What you return must match the entries exactly, except that the pictures are gone.

───── ENTRIES SHOWN

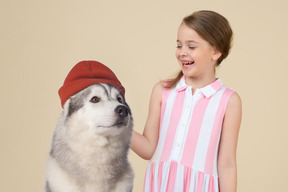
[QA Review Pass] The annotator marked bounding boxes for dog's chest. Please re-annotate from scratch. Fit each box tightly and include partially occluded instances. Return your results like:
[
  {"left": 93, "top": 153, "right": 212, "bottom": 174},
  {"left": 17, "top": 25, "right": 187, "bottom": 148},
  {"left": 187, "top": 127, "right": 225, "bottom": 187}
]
[{"left": 70, "top": 137, "right": 126, "bottom": 173}]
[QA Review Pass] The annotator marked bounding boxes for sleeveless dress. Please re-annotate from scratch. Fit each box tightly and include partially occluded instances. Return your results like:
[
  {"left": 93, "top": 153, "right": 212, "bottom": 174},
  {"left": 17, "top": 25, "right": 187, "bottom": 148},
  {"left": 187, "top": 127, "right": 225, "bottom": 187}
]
[{"left": 144, "top": 77, "right": 235, "bottom": 192}]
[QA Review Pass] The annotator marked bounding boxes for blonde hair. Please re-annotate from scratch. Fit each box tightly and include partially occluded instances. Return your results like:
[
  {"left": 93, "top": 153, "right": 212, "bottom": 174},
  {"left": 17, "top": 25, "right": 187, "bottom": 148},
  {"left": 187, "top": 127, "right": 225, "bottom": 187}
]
[{"left": 165, "top": 10, "right": 233, "bottom": 88}]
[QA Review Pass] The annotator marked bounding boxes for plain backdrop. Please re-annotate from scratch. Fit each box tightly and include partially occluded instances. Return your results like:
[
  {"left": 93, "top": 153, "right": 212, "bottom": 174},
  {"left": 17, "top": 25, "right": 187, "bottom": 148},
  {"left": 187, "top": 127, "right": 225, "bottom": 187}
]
[{"left": 0, "top": 0, "right": 287, "bottom": 191}]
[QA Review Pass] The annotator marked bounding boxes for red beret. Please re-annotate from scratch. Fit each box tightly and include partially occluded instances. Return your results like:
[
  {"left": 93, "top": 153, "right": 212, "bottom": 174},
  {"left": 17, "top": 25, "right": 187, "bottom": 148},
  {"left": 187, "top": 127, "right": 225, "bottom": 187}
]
[{"left": 58, "top": 60, "right": 125, "bottom": 108}]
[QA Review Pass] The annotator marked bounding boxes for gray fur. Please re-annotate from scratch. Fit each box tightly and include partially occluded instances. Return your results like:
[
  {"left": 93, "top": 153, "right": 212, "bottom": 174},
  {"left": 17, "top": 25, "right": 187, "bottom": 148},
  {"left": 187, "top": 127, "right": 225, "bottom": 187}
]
[
  {"left": 45, "top": 181, "right": 51, "bottom": 192},
  {"left": 67, "top": 88, "right": 91, "bottom": 117}
]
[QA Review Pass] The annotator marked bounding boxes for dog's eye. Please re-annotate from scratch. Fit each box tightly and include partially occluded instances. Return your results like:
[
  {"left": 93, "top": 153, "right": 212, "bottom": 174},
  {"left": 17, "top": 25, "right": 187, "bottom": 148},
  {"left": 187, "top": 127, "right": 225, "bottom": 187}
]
[
  {"left": 90, "top": 96, "right": 100, "bottom": 103},
  {"left": 117, "top": 96, "right": 123, "bottom": 103}
]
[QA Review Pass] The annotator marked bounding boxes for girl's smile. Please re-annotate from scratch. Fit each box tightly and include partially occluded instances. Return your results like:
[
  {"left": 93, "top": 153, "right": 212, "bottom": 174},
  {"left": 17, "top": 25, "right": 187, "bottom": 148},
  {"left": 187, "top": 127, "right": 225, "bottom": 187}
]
[{"left": 181, "top": 60, "right": 195, "bottom": 68}]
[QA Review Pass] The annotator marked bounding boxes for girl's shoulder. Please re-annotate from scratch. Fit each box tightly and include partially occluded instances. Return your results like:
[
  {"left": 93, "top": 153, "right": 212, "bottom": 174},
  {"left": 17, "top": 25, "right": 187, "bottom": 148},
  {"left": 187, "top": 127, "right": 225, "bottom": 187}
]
[
  {"left": 221, "top": 85, "right": 241, "bottom": 109},
  {"left": 161, "top": 78, "right": 180, "bottom": 90},
  {"left": 158, "top": 79, "right": 174, "bottom": 96},
  {"left": 150, "top": 81, "right": 165, "bottom": 104},
  {"left": 153, "top": 80, "right": 165, "bottom": 92},
  {"left": 150, "top": 79, "right": 176, "bottom": 104},
  {"left": 222, "top": 84, "right": 241, "bottom": 103},
  {"left": 223, "top": 90, "right": 242, "bottom": 122},
  {"left": 227, "top": 91, "right": 242, "bottom": 108}
]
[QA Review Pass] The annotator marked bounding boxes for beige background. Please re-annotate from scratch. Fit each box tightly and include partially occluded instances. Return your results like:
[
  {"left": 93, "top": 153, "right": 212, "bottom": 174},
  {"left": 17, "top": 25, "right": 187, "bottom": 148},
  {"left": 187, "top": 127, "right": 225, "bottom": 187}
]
[{"left": 0, "top": 0, "right": 287, "bottom": 191}]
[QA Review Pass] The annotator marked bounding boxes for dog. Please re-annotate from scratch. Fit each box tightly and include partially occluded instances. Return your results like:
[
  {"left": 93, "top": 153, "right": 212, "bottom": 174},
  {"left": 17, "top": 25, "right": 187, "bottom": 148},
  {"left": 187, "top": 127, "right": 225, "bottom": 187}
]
[{"left": 46, "top": 83, "right": 134, "bottom": 192}]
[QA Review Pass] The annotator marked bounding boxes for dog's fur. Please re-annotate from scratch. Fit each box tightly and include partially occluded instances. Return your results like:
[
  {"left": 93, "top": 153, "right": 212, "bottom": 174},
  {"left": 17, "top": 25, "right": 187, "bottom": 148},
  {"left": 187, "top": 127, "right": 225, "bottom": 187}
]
[{"left": 46, "top": 84, "right": 134, "bottom": 192}]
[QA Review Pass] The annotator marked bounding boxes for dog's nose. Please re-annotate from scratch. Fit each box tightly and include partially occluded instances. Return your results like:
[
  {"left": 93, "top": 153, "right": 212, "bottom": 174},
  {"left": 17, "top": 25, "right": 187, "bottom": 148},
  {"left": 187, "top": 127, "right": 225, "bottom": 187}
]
[{"left": 115, "top": 105, "right": 129, "bottom": 118}]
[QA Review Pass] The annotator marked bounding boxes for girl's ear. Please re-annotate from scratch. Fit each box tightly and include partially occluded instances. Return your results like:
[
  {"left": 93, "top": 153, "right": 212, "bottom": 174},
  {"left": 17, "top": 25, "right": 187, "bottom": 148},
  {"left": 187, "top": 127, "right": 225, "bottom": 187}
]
[{"left": 212, "top": 49, "right": 222, "bottom": 61}]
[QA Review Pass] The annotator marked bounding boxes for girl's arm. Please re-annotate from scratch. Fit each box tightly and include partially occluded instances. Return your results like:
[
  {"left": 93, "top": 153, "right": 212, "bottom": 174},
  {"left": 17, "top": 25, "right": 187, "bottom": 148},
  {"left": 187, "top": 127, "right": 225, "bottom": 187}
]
[
  {"left": 130, "top": 82, "right": 163, "bottom": 160},
  {"left": 218, "top": 92, "right": 242, "bottom": 192}
]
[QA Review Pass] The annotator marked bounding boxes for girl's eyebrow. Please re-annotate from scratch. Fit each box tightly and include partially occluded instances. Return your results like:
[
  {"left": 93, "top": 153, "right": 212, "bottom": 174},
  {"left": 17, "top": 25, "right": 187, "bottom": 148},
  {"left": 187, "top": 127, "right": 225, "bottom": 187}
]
[
  {"left": 187, "top": 40, "right": 199, "bottom": 44},
  {"left": 176, "top": 40, "right": 199, "bottom": 44}
]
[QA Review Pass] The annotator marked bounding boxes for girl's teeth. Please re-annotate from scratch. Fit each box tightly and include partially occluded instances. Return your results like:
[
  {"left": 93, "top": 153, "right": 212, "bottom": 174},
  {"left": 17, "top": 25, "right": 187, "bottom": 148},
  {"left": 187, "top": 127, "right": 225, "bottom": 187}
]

──────────

- [EXERCISE RESPONSE]
[QA Review Pass] The annotator marked bounding boxes for dog's chest. Please re-annotate from scratch. Fit each box tightly and include partially occluded instances. Return your results like:
[
  {"left": 93, "top": 153, "right": 212, "bottom": 174},
  {"left": 17, "top": 25, "right": 187, "bottom": 148},
  {"left": 187, "top": 127, "right": 225, "bottom": 187}
]
[{"left": 70, "top": 137, "right": 126, "bottom": 173}]
[QA Review Pass] The annotator marked bounding boxes for sleeveless dress. Please re-annotate from scratch. Fit each box tightly and include partially occluded instances. Return your results like:
[
  {"left": 93, "top": 153, "right": 212, "bottom": 174},
  {"left": 17, "top": 25, "right": 187, "bottom": 148},
  {"left": 187, "top": 127, "right": 225, "bottom": 187}
]
[{"left": 144, "top": 77, "right": 235, "bottom": 192}]
[QA Review Pass] The annotator marked bounding boxes for blonde hair. Please re-annotate from scratch. Fit each box tightly and include partially occluded instances. Return your results like:
[
  {"left": 93, "top": 153, "right": 212, "bottom": 174},
  {"left": 17, "top": 25, "right": 187, "bottom": 148},
  {"left": 187, "top": 127, "right": 225, "bottom": 187}
]
[{"left": 165, "top": 10, "right": 233, "bottom": 88}]
[QA Review Pass] The annotator marked bounding boxes for plain backdrop. Please re-annotate from scratch. Fit each box tightly and include partially occluded instances. Return your results like:
[
  {"left": 93, "top": 153, "right": 212, "bottom": 174},
  {"left": 17, "top": 25, "right": 187, "bottom": 148},
  {"left": 187, "top": 127, "right": 225, "bottom": 187}
]
[{"left": 0, "top": 0, "right": 287, "bottom": 191}]
[QA Review Pass] The annotator marked bounding boxes for red beret. Please re-annotate from scratch. Fit each box tightly and include partially occluded instances. Return your results like:
[
  {"left": 93, "top": 153, "right": 212, "bottom": 174},
  {"left": 17, "top": 25, "right": 187, "bottom": 148},
  {"left": 187, "top": 127, "right": 225, "bottom": 187}
]
[{"left": 58, "top": 60, "right": 125, "bottom": 108}]
[QA Review Pass] The annotator marked bounding boxes for gray fur. Please re-annotate from scratch. Fit each box tightly and include partially occluded instances. Return your results like:
[
  {"left": 93, "top": 153, "right": 212, "bottom": 174},
  {"left": 17, "top": 25, "right": 187, "bottom": 148},
  {"left": 187, "top": 127, "right": 225, "bottom": 187}
]
[
  {"left": 45, "top": 181, "right": 51, "bottom": 192},
  {"left": 67, "top": 88, "right": 91, "bottom": 117}
]
[QA Review Pass] The annotator marked bounding boxes for dog's eye. Please re-annotate from scratch. Fit each box tightly and include partially occluded instances. Return your results like:
[
  {"left": 93, "top": 153, "right": 212, "bottom": 174},
  {"left": 17, "top": 25, "right": 187, "bottom": 148},
  {"left": 187, "top": 127, "right": 225, "bottom": 187}
]
[
  {"left": 90, "top": 96, "right": 100, "bottom": 103},
  {"left": 117, "top": 96, "right": 123, "bottom": 103}
]
[QA Review Pass] The annotator marked bounding boxes for girl's smile. Please re-annotate from scratch. Fit each box tightly and include partially occluded instances. Return your results like:
[
  {"left": 93, "top": 153, "right": 212, "bottom": 174},
  {"left": 17, "top": 25, "right": 187, "bottom": 148},
  {"left": 187, "top": 127, "right": 225, "bottom": 187}
]
[{"left": 181, "top": 60, "right": 195, "bottom": 68}]
[QA Review Pass] The annotator marked bounding boxes for girl's shoulder. Please re-annotate from scratch. Fit each box tightly and include partially occluded instances. Return your results like:
[
  {"left": 93, "top": 153, "right": 212, "bottom": 174},
  {"left": 17, "top": 25, "right": 187, "bottom": 148},
  {"left": 187, "top": 127, "right": 225, "bottom": 187}
]
[
  {"left": 221, "top": 85, "right": 241, "bottom": 109},
  {"left": 161, "top": 78, "right": 180, "bottom": 90},
  {"left": 158, "top": 79, "right": 174, "bottom": 96},
  {"left": 150, "top": 81, "right": 165, "bottom": 104},
  {"left": 153, "top": 80, "right": 165, "bottom": 92},
  {"left": 150, "top": 79, "right": 176, "bottom": 104},
  {"left": 222, "top": 84, "right": 241, "bottom": 103},
  {"left": 223, "top": 90, "right": 242, "bottom": 122},
  {"left": 227, "top": 91, "right": 242, "bottom": 108}
]
[QA Review Pass] The annotator marked bounding boxes for beige background. Please re-annotate from scratch. Fit each box tightly and include partially occluded instances. Return your results like:
[
  {"left": 93, "top": 153, "right": 212, "bottom": 174},
  {"left": 17, "top": 25, "right": 187, "bottom": 148},
  {"left": 187, "top": 127, "right": 225, "bottom": 187}
]
[{"left": 0, "top": 0, "right": 287, "bottom": 191}]
[QA Review Pass] The annotator marked bounding boxes for dog. Please re-annotate from scratch. Fit each box tightly and include partially occluded instances. Return your results like:
[
  {"left": 93, "top": 153, "right": 212, "bottom": 174},
  {"left": 17, "top": 25, "right": 187, "bottom": 148},
  {"left": 187, "top": 127, "right": 225, "bottom": 187}
]
[{"left": 46, "top": 83, "right": 134, "bottom": 192}]
[QA Review Pass] The annotator marked bounding boxes for dog's fur. Please re-annotate from scratch. Fit each box tightly and include partially occluded instances. Return your results like:
[
  {"left": 93, "top": 153, "right": 212, "bottom": 174},
  {"left": 17, "top": 25, "right": 187, "bottom": 148},
  {"left": 187, "top": 127, "right": 225, "bottom": 187}
]
[{"left": 46, "top": 84, "right": 134, "bottom": 192}]
[QA Review Pass] The annotator marked bounding boxes for dog's nose. Please re-annotate from scratch. Fit each box tightly and include partially occluded instances. Return your results like:
[
  {"left": 93, "top": 153, "right": 212, "bottom": 174},
  {"left": 17, "top": 25, "right": 187, "bottom": 148},
  {"left": 187, "top": 127, "right": 225, "bottom": 187}
]
[{"left": 115, "top": 105, "right": 129, "bottom": 118}]
[QA Review Pass] The annotator marked bounding boxes for girl's ear. Please re-annotate from scratch. Fit each box tightly and include partially occluded instances. Return your results like:
[
  {"left": 93, "top": 153, "right": 212, "bottom": 174},
  {"left": 17, "top": 25, "right": 187, "bottom": 148},
  {"left": 187, "top": 127, "right": 225, "bottom": 187}
]
[{"left": 212, "top": 49, "right": 222, "bottom": 61}]
[QA Review Pass] The annotator marked bounding boxes for girl's arm. Please re-annotate from scratch. Fit each box tightly and include partially occluded instances. Return your results like:
[
  {"left": 93, "top": 153, "right": 212, "bottom": 174},
  {"left": 17, "top": 25, "right": 187, "bottom": 148},
  {"left": 187, "top": 127, "right": 225, "bottom": 187}
]
[
  {"left": 130, "top": 82, "right": 163, "bottom": 160},
  {"left": 218, "top": 92, "right": 242, "bottom": 192}
]
[QA Review Pass] The annotator marked bounding boxes for girl's eyebrow. Please re-annotate from scratch. Fit each box tightly and include partially occluded instances. Return your results like:
[
  {"left": 93, "top": 153, "right": 212, "bottom": 174},
  {"left": 17, "top": 25, "right": 187, "bottom": 148},
  {"left": 187, "top": 127, "right": 225, "bottom": 187}
]
[
  {"left": 187, "top": 40, "right": 199, "bottom": 44},
  {"left": 176, "top": 40, "right": 199, "bottom": 44}
]
[QA Review Pass] The annotator marked bounding boxes for girl's teeth. Please re-annotate from scratch. Fit each box tightly and include partially occluded instances. Return your results like:
[
  {"left": 93, "top": 153, "right": 212, "bottom": 174},
  {"left": 17, "top": 25, "right": 187, "bottom": 148},
  {"left": 187, "top": 127, "right": 225, "bottom": 187}
]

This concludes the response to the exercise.